Problem to work on: Go to the line containing "blade in the photo below." below; retype it and all following lines exactly, and leave out the pictures.

Given data:

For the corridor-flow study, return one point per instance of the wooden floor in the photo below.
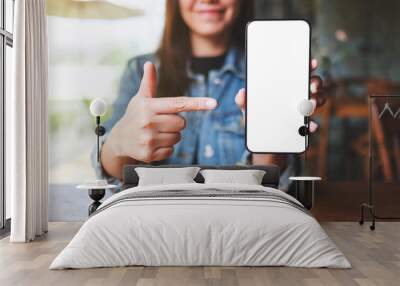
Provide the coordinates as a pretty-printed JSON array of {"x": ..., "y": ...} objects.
[{"x": 375, "y": 257}]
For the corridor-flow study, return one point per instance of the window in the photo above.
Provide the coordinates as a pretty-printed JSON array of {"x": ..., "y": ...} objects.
[
  {"x": 89, "y": 48},
  {"x": 6, "y": 43}
]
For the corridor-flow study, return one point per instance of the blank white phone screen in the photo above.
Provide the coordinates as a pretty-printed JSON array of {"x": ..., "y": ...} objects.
[{"x": 277, "y": 80}]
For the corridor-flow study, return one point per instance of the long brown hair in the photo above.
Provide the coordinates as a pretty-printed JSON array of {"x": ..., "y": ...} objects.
[{"x": 175, "y": 49}]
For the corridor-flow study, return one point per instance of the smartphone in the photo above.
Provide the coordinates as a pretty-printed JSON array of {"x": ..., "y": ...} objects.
[{"x": 277, "y": 79}]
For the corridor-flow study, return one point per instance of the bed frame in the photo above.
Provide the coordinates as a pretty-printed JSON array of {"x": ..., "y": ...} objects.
[{"x": 270, "y": 179}]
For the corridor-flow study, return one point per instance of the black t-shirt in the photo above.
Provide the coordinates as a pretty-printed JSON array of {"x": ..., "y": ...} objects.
[{"x": 202, "y": 65}]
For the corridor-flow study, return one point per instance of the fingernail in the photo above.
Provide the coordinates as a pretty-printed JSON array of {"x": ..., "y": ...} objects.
[
  {"x": 211, "y": 103},
  {"x": 313, "y": 87}
]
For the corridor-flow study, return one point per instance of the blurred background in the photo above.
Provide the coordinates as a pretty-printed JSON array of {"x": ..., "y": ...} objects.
[{"x": 356, "y": 43}]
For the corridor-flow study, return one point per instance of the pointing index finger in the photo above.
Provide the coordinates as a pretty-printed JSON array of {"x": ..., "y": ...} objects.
[{"x": 167, "y": 105}]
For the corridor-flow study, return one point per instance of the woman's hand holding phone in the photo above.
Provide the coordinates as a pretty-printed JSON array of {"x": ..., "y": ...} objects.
[
  {"x": 315, "y": 90},
  {"x": 151, "y": 126}
]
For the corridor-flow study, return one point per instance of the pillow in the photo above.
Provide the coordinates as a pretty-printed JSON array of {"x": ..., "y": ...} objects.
[
  {"x": 248, "y": 177},
  {"x": 162, "y": 176}
]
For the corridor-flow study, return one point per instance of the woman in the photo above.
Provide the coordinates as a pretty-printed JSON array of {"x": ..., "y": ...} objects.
[{"x": 189, "y": 114}]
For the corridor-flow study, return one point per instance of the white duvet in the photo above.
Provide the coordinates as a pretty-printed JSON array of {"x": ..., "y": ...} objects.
[{"x": 200, "y": 231}]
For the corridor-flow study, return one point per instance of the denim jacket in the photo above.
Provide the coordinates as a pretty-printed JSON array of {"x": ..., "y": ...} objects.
[{"x": 215, "y": 137}]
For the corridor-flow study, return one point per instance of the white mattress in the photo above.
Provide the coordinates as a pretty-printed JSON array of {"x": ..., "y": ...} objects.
[{"x": 191, "y": 231}]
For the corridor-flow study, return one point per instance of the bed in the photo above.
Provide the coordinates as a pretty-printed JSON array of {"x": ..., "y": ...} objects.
[{"x": 198, "y": 224}]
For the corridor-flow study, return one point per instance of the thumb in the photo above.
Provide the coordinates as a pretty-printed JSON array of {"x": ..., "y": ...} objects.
[
  {"x": 241, "y": 99},
  {"x": 148, "y": 85}
]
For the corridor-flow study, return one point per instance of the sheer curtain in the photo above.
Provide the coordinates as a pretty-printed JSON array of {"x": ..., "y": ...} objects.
[{"x": 26, "y": 132}]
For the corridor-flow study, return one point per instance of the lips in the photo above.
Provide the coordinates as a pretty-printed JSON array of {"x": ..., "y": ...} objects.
[{"x": 211, "y": 13}]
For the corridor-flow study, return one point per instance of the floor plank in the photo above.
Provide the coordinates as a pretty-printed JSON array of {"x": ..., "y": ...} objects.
[{"x": 375, "y": 257}]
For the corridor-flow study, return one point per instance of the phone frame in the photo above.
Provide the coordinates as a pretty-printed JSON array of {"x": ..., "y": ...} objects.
[{"x": 308, "y": 88}]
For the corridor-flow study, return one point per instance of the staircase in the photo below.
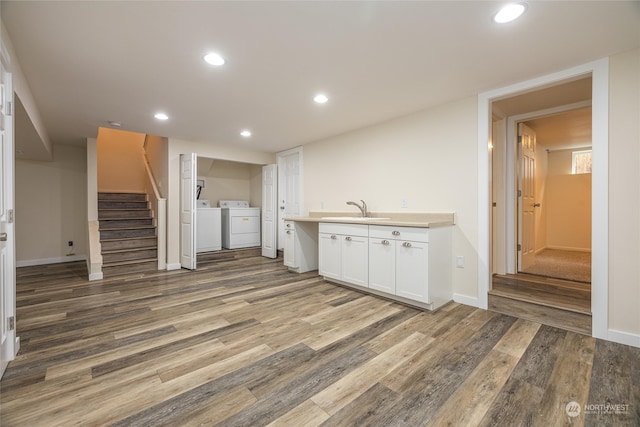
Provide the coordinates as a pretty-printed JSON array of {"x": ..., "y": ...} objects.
[{"x": 127, "y": 234}]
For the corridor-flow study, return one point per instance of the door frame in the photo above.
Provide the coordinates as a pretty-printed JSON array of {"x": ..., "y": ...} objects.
[
  {"x": 599, "y": 71},
  {"x": 12, "y": 344},
  {"x": 511, "y": 201},
  {"x": 281, "y": 184}
]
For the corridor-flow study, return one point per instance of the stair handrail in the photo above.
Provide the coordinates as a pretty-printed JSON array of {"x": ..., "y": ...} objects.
[{"x": 159, "y": 206}]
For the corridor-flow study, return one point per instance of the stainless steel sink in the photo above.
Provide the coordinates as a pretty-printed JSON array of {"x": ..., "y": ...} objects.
[{"x": 353, "y": 218}]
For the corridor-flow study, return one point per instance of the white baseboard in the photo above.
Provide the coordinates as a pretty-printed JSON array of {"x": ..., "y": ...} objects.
[
  {"x": 466, "y": 300},
  {"x": 56, "y": 260},
  {"x": 624, "y": 338}
]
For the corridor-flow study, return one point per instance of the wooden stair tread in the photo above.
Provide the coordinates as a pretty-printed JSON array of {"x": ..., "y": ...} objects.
[
  {"x": 123, "y": 250},
  {"x": 143, "y": 226},
  {"x": 559, "y": 318},
  {"x": 128, "y": 262},
  {"x": 547, "y": 302},
  {"x": 117, "y": 239}
]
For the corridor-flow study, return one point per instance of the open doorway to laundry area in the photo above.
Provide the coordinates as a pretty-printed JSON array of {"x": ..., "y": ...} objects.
[{"x": 541, "y": 192}]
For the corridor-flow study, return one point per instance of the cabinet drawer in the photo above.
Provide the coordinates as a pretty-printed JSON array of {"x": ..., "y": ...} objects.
[
  {"x": 414, "y": 234},
  {"x": 344, "y": 229}
]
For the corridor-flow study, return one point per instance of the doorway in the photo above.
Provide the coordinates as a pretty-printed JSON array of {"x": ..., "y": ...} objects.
[
  {"x": 554, "y": 209},
  {"x": 491, "y": 205}
]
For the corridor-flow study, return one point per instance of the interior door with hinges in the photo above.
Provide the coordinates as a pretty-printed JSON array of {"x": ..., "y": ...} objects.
[
  {"x": 526, "y": 197},
  {"x": 8, "y": 346}
]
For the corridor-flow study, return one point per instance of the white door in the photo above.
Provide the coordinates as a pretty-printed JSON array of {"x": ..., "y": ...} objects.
[
  {"x": 269, "y": 212},
  {"x": 527, "y": 197},
  {"x": 188, "y": 168},
  {"x": 8, "y": 346},
  {"x": 289, "y": 188}
]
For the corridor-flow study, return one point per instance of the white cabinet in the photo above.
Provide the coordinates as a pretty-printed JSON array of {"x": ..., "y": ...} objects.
[
  {"x": 343, "y": 252},
  {"x": 412, "y": 263},
  {"x": 382, "y": 264},
  {"x": 289, "y": 244},
  {"x": 300, "y": 246},
  {"x": 412, "y": 270}
]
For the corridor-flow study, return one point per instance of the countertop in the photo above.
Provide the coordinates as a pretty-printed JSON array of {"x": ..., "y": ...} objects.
[{"x": 400, "y": 219}]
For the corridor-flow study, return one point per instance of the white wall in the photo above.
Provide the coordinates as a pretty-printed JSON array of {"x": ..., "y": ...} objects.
[
  {"x": 204, "y": 149},
  {"x": 225, "y": 180},
  {"x": 624, "y": 194},
  {"x": 428, "y": 159},
  {"x": 51, "y": 207}
]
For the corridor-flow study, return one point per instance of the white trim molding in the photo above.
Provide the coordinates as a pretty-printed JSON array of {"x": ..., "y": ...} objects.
[
  {"x": 45, "y": 261},
  {"x": 599, "y": 70}
]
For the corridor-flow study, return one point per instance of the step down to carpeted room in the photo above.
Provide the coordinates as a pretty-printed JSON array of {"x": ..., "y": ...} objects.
[
  {"x": 127, "y": 234},
  {"x": 554, "y": 302}
]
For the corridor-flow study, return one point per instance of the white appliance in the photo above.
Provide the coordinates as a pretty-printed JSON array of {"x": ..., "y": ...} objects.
[
  {"x": 240, "y": 224},
  {"x": 209, "y": 227}
]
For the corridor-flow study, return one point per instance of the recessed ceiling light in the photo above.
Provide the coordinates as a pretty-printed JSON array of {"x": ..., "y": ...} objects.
[
  {"x": 214, "y": 59},
  {"x": 320, "y": 98},
  {"x": 509, "y": 13}
]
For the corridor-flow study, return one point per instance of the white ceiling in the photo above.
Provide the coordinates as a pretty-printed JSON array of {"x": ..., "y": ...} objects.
[{"x": 90, "y": 62}]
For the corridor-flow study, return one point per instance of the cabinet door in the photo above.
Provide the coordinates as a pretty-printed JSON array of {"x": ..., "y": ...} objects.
[
  {"x": 290, "y": 248},
  {"x": 329, "y": 255},
  {"x": 412, "y": 270},
  {"x": 382, "y": 265},
  {"x": 355, "y": 260}
]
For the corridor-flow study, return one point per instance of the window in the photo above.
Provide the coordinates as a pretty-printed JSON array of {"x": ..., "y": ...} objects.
[{"x": 581, "y": 162}]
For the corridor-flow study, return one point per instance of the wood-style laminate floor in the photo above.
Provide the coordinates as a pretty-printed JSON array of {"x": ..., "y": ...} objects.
[{"x": 244, "y": 342}]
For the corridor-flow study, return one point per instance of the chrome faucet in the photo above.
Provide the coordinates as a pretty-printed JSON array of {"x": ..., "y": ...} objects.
[{"x": 362, "y": 208}]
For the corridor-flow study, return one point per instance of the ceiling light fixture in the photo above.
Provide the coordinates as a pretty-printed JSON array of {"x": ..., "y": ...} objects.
[
  {"x": 320, "y": 98},
  {"x": 509, "y": 13},
  {"x": 214, "y": 59}
]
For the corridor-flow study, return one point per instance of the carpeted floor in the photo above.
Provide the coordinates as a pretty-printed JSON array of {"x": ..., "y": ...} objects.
[{"x": 561, "y": 264}]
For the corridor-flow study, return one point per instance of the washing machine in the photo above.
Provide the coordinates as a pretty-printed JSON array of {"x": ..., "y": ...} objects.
[
  {"x": 208, "y": 227},
  {"x": 240, "y": 224}
]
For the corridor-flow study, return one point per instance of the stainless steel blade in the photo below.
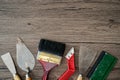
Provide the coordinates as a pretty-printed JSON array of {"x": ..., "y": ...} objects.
[
  {"x": 25, "y": 59},
  {"x": 7, "y": 59}
]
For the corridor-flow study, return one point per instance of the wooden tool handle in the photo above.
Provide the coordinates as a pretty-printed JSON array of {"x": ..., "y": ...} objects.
[
  {"x": 28, "y": 77},
  {"x": 16, "y": 77}
]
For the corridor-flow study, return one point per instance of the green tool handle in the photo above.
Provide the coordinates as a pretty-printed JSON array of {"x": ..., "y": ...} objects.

Finished task:
For the corridor-flow study, return one point per instance of the stainless steel blade in the photo below.
Provide the coordinates as a pretty-printed JSON array of {"x": ..., "y": ...} objects.
[
  {"x": 25, "y": 59},
  {"x": 7, "y": 59}
]
For the corridor-flow study, return one point per instance of the wooden tool handle in the photo above.
Provide the coordinates as a pretty-printed JSON array of {"x": ..., "y": ...} objects.
[
  {"x": 28, "y": 77},
  {"x": 16, "y": 77}
]
For the corridor-flow study, return one point per instance of the green tool handle in the photo above.
Provide the coordinates as a pretty-printed JSON array of {"x": ..., "y": ...} objects.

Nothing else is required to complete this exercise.